Исходный текст:
■ ■ ■ ■ ■

Новый поэтический сборник

Странствия и изгнание закончились в Переделкино

       Вышел из печати новый сборник избранных стихов известного поэта Юрия Кублановского, одного из немногих литераторов, вернувшихся в Россию из эмиграции. О сборнике пишет НИКОЛАЙ Ъ-КЛИМОНТОВИЧ.
       
       Прочитать от корки до корки четырехсотстраничный поэтический том — нелегкая задача, связанная к тому же с известным беспокойством. Взять такой сборник в руки равносильно тому, как если бы вы оказались перед книжным шкафом с неизвестными вам книгами, причем догадывались, что среди них могут находиться и подлинные шедевры. Вам поневоле пришлось бы бегло листать наугад, тревожась, что самое ценное все-таки упущено. В том, что в новом избранном Юрия Кублановского немало стихов первостатейных, можно было не сомневаться: репутация этого поэта одна из самых устойчивых, причем лишь укрепляется с годами. Об этом говорят помещенные на место аннотации отзывы двух авторитетов нынешней русской словесности: Александр Солженицын, правда, ограничивается дежурными комплиментами (хотя в его устах даже они дорого стоят) и хвалит поэта "за упругость стиха и смелость метафоры"; а вот Иосиф Бродский отмечает "изумительную техническую оснащенность" поэзии Кублановского и тот факт, что он располагает "самым насыщенным словарем после Пастернака".

■ ■ ■ ■ ■

Условия заданий:
1. Каким словарем, по оценке Иосифа Бродского из заметки о сборнике Кублановского, располагает поэт?
2. Продолжите заметку о сборнике Кублановского, начиная со следующего предложения.

■ ■ ■ ■ ■

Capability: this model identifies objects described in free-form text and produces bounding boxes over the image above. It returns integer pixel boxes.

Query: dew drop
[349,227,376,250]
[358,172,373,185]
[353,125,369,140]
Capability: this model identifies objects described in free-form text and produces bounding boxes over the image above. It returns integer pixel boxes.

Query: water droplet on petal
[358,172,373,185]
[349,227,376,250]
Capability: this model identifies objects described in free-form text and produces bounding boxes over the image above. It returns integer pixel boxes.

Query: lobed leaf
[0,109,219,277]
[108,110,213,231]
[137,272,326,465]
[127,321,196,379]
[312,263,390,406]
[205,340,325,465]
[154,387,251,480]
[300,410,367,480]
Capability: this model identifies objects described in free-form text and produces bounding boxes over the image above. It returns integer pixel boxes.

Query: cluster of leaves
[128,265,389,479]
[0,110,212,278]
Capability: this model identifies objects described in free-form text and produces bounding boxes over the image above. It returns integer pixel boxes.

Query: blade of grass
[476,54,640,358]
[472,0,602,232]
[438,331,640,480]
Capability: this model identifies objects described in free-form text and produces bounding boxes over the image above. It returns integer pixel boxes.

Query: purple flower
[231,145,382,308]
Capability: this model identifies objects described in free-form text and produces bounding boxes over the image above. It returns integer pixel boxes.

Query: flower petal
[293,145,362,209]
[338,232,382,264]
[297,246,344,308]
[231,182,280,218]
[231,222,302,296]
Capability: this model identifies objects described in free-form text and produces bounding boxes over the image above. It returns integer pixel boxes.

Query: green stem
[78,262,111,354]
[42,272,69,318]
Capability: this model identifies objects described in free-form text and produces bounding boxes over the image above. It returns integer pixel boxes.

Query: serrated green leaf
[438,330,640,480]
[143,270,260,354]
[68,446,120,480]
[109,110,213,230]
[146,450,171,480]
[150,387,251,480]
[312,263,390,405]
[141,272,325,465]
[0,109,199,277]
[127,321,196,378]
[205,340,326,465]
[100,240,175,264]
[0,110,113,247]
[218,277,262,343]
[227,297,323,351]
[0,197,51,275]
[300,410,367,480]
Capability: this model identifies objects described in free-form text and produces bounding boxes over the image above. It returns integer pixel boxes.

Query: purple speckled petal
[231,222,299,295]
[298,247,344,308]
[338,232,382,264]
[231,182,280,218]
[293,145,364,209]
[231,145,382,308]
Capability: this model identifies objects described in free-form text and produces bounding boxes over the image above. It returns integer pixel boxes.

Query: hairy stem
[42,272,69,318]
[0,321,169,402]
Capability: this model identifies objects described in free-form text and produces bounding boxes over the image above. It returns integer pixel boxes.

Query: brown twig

■ ■ ■ ■ ■

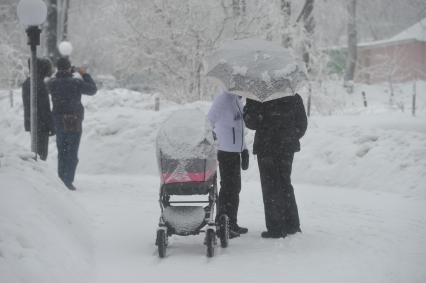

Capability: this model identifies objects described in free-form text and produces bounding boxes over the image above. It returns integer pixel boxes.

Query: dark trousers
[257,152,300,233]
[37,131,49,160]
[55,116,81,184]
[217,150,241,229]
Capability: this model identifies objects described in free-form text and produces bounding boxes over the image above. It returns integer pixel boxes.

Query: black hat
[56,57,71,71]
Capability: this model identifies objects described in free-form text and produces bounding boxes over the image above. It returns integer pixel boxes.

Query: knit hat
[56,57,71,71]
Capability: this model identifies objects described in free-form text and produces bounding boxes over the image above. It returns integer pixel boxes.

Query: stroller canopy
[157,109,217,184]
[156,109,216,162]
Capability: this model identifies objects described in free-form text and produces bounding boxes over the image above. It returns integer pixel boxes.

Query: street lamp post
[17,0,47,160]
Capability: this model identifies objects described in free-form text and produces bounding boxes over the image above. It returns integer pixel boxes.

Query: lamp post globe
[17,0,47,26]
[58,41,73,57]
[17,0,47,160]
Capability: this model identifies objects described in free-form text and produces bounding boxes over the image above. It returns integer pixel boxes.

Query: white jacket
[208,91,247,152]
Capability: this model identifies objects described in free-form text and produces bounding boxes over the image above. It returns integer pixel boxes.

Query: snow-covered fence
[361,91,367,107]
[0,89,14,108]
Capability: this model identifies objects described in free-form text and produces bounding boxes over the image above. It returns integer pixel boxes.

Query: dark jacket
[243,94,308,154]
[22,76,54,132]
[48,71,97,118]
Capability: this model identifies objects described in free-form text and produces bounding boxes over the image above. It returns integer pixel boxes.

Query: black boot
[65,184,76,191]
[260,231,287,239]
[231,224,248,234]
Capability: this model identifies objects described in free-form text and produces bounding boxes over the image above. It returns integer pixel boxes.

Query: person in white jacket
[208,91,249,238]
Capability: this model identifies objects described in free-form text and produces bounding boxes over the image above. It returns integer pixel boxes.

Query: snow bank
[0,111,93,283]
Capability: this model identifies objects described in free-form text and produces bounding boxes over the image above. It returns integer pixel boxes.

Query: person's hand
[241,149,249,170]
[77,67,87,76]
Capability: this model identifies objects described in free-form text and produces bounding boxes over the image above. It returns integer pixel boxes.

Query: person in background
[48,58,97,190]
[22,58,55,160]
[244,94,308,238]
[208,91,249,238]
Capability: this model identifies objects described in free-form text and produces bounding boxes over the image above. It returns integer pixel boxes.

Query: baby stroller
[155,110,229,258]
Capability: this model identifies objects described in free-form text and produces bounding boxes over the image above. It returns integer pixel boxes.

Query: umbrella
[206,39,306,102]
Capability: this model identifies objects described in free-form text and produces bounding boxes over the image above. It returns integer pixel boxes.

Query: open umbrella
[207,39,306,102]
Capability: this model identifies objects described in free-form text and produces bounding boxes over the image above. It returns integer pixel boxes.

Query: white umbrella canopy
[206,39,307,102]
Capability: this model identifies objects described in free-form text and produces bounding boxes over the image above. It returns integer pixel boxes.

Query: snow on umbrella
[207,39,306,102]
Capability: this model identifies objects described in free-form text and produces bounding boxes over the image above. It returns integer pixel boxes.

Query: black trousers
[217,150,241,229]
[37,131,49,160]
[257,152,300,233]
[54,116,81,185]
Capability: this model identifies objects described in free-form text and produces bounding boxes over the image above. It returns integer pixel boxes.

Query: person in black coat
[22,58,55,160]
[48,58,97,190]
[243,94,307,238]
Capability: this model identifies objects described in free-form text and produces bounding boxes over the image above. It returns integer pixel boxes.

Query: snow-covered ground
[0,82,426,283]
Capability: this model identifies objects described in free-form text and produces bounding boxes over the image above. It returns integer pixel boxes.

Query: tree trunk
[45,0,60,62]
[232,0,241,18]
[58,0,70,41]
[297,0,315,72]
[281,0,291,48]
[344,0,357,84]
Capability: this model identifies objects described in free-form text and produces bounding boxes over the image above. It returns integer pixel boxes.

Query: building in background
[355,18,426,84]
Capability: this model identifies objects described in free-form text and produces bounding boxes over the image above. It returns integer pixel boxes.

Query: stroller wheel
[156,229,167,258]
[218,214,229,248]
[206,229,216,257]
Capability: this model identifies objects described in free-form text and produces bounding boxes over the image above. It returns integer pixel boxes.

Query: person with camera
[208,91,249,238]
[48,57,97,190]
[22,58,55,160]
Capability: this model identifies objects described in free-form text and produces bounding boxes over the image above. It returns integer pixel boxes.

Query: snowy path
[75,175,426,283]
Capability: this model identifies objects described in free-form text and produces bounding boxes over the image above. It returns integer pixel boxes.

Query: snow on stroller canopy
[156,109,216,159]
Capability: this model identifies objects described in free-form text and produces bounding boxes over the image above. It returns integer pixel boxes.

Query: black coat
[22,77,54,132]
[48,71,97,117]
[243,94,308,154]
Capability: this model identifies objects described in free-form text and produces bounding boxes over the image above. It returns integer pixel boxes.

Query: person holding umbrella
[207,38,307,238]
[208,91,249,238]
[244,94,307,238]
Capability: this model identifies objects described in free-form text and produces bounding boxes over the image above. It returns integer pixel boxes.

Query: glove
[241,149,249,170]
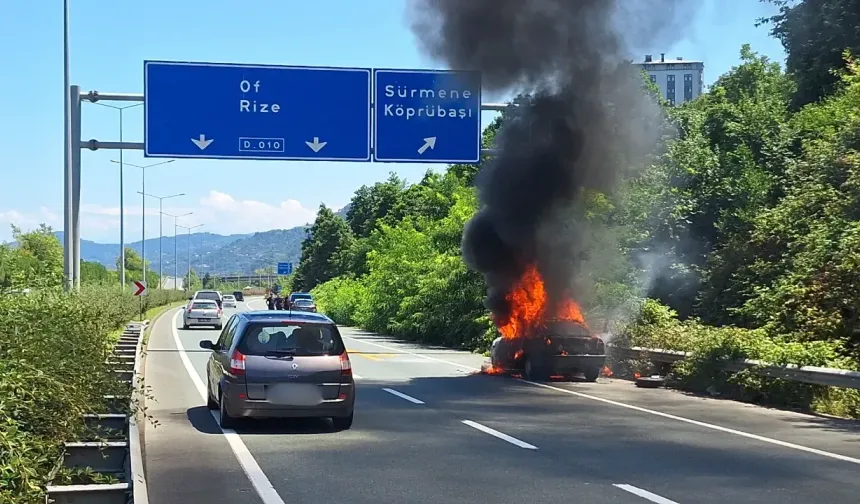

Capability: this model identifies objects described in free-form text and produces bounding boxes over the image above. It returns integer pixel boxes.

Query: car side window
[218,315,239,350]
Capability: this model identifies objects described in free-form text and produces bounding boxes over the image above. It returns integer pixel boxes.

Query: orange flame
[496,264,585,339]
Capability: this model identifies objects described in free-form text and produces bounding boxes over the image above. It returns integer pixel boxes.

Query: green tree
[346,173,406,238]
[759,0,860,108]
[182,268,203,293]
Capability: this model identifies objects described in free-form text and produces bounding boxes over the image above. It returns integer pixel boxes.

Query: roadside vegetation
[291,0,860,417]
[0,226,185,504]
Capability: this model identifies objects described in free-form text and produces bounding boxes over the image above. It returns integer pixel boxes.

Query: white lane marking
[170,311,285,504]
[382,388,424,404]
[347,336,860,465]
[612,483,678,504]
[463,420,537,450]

■ ■ ■ ■ ■

Ответы к заданиям:
1. По словам Бродского, Кублановский располагает «самым насыщенным словарем после Пастернака».

2.
       Ученичеством у Пастернака веет от первых двух разделов сборника, где собраны стихи 70-х годов: "Твои глаза уже слепы,/темны зрачки, подруга!/А за окошком ни тропы/не оставляет вьюга./Все ярче, жарче, мягче рот,/цепочка шею душит./А за окошком снег идет/и все пушит и плющит". Прочитанные последовательно, как расположил их автор, стихи первой трети сборника дают представление о годах учения и о годах странствий поэта. География лирики той поры: Коктебель, Соловки, Средняя полоса. Эти циклы — и автобиография (причем не только "лирическая"), и запечатленное время, и портрет литературного поколения, которое потом назовут "пропущенным" (так говорили в середине 80-х, но, к счастью, это оказалось лишь отчасти верным).
       Впрочем, разделы сборника (их шесть) выстроены отнюдь не по хронологическому принципу, а скорее по принципу единства внутренней темы, быть может не всегда внятной, в отличие от самого автора, случайному читателю. Так или иначе, но два следующих раздела посвящены преимущественно уже не добровольным скитаниям по Руси, а насильственному изгнанию (в начале 80-х поэт вопреки его воле был выброшен из страны). Впечатления от странствий по "стране святых чудес" окрашены в этих циклах сильнейшей ностальгией: "Вихорь времени едва шевелит/мой вихор./Сердце жмется и еще не верит/до сих пор,/что вполне внезапная разлука/с тем со всем/дорогим, не самым высшим кругом/насовсем".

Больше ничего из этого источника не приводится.